**Textauszug**
"Wir Schwoaze ham Rassisten satt"

RASSISMUS Nach den Beleidigungen gegen Richard Sukuta-Pasu in Ried stellt sich einmal mehr die Frage: Wie rassistisch ist der österreichische Fußball? Vereine, Medien und organisierte Fans haben großteils prompt und richtig reagiert. Experten fordern jedoch eine weitere Sensibilisierung, die wirksamer ist als Hörtests für Schiedsrichter.

(Beispiele zur Punktbeschriftung)
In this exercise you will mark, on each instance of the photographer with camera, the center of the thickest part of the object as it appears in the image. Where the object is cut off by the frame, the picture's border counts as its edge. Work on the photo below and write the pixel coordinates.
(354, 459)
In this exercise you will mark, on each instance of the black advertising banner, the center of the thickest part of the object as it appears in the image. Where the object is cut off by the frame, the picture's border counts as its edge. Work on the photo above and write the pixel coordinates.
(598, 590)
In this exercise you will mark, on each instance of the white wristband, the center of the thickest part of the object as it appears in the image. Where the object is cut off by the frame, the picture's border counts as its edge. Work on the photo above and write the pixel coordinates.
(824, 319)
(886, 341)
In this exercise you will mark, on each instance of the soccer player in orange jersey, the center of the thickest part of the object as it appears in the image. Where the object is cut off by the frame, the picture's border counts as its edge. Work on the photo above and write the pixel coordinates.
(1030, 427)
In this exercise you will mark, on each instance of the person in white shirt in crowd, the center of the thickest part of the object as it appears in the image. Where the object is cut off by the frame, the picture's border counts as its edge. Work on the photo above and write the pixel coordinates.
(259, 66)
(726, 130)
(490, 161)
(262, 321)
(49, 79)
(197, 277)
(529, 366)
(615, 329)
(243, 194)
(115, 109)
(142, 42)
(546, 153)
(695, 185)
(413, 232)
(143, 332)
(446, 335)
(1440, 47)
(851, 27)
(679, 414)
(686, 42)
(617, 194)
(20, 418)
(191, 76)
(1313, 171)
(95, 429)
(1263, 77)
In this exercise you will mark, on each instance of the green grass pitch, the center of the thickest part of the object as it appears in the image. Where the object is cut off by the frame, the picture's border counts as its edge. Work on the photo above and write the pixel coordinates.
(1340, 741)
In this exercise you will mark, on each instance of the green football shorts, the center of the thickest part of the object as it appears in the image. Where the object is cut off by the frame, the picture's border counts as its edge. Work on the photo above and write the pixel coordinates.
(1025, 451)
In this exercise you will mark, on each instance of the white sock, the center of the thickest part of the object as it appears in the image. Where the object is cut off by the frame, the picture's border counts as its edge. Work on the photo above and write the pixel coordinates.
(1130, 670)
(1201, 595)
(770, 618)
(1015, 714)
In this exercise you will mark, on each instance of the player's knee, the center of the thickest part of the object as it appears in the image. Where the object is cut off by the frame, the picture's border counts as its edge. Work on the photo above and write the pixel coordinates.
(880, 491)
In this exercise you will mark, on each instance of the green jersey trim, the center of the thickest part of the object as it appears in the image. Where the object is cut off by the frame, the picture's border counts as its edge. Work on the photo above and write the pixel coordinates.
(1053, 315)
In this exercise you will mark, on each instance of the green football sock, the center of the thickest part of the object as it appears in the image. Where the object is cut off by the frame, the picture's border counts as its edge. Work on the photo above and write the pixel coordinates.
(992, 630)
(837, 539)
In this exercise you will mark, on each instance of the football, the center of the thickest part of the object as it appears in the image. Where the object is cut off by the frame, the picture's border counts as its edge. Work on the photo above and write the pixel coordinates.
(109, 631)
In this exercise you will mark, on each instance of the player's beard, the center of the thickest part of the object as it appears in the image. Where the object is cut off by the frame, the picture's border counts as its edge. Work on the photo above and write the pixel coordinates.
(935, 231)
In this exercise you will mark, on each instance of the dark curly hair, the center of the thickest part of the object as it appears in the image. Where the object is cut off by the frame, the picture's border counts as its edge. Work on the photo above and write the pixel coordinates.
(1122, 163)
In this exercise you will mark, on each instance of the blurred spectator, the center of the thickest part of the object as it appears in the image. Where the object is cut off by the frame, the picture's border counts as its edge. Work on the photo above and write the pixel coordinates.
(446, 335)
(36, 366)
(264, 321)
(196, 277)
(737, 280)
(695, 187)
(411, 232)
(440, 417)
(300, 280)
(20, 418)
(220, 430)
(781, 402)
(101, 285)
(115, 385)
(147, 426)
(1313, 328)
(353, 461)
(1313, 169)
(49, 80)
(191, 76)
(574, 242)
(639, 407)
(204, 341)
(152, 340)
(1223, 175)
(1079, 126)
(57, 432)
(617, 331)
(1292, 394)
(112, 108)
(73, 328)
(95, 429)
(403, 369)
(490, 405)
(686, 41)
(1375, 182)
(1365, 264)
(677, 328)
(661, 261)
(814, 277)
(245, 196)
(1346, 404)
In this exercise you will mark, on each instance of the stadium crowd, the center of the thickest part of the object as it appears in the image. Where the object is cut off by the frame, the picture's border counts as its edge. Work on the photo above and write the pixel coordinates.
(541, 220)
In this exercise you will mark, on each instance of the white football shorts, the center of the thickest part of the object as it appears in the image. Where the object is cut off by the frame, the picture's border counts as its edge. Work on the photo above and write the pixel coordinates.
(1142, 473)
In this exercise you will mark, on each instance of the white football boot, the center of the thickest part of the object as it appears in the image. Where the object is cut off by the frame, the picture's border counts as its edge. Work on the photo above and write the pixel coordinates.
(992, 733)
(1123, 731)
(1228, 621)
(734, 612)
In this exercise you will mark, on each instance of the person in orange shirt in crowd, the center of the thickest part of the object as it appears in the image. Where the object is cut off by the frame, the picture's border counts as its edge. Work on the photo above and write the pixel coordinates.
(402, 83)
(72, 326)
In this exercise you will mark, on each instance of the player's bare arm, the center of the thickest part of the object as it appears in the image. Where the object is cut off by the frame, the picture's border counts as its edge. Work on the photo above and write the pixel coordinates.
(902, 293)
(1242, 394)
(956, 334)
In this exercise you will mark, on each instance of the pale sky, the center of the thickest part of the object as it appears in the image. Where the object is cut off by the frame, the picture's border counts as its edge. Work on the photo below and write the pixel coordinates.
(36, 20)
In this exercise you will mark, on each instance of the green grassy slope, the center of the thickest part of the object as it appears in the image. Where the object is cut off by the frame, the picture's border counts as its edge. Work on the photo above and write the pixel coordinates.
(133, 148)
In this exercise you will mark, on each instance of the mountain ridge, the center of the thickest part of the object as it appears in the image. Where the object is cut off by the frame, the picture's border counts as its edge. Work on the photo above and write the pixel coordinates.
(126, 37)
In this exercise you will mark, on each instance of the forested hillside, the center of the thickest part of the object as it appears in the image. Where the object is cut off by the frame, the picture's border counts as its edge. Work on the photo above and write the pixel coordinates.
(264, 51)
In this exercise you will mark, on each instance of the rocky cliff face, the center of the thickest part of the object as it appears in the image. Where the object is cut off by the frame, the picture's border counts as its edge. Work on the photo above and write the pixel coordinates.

**Schriftliche Aufgabe 1**
Stimmen die folgenden Aussagen mit dem Artikel über Rassismus im österreichischen Fußball überein? Antworte jeweils mit Ja oder Nein und zitiere die entscheidenden Worte des Artikels wörtlich.
(a) Die Beleidigungen gegen Richard Sukuta-Pasu fielen in Ried.
(b) Vereine, Medien und organisierte Fans haben großteils prompt reagiert.
(c) Experten halten Hörtests für Schiedsrichter für das wirksamste Mittel gegen Rassismus.
**Schriftliche Aufgabe 2**
Übersetze folgenden Satz aus dem Artikel über Rassismus im österreichischen Fußball ins Englische: „Experten fordern jedoch eine weitere Sensibilisierung, die wirksamer ist als Hörtests für Schiedsrichter.“
**Schriftliche Aufgabe 3**
Führe den Artikel über Rassismus im österreichischen Fußball nach seinem letzten Satz fort.

**Richtige Antwort 1**
(a) Ja: „Nach den Beleidigungen gegen Richard Sukuta-Pasu in Ried“.
(b) Ja: „Vereine, Medien und organisierte Fans haben großteils prompt und richtig reagiert.“
(c) Nein: „Experten fordern jedoch eine weitere Sensibilisierung, die wirksamer ist als Hörtests für Schiedsrichter.“

**Richtige Antwort 2**
However, experts are calling for further awareness-raising that is more effective than hearing tests for referees.

**Richtige Antwort 3**
Er hat nicht gesehen, wer es war. Und er kann nicht sagen, wie viele sich beteiligt haben. Aber er hat es gehört – und das deutlich und mehr als einmal. In der zweiten Hälfte des Bundesliga-Spiels der SV Ried gegen Sturm Graz am 9. März beleidigten einige Ried-Anhänger Richard Sukuta-Pasu mit rassistischen Affenlauten. Bestraft wurde jedoch der schwarze Sturm-Angreifer, weil er sein Siegestor zum 2:1 kurz vor Schluss vor dem Rieder Heimsektor feierte. Schiedsrichter Gerhard Grobelnik zeigte ihm die Gelbe Karte wegen unsportlichen Verhaltens. Gegen die Schmähungen könne er nichts tun, meinte Grobelnik laut Aussage von Sukuta-Pasu. In seiner Stellungnahme gegenüber der ÖFB-Schiedsrichterkommission beharrte Grobelnik darauf, nichts gehört zu haben. Für den ballesterer war er nicht zu erreichen.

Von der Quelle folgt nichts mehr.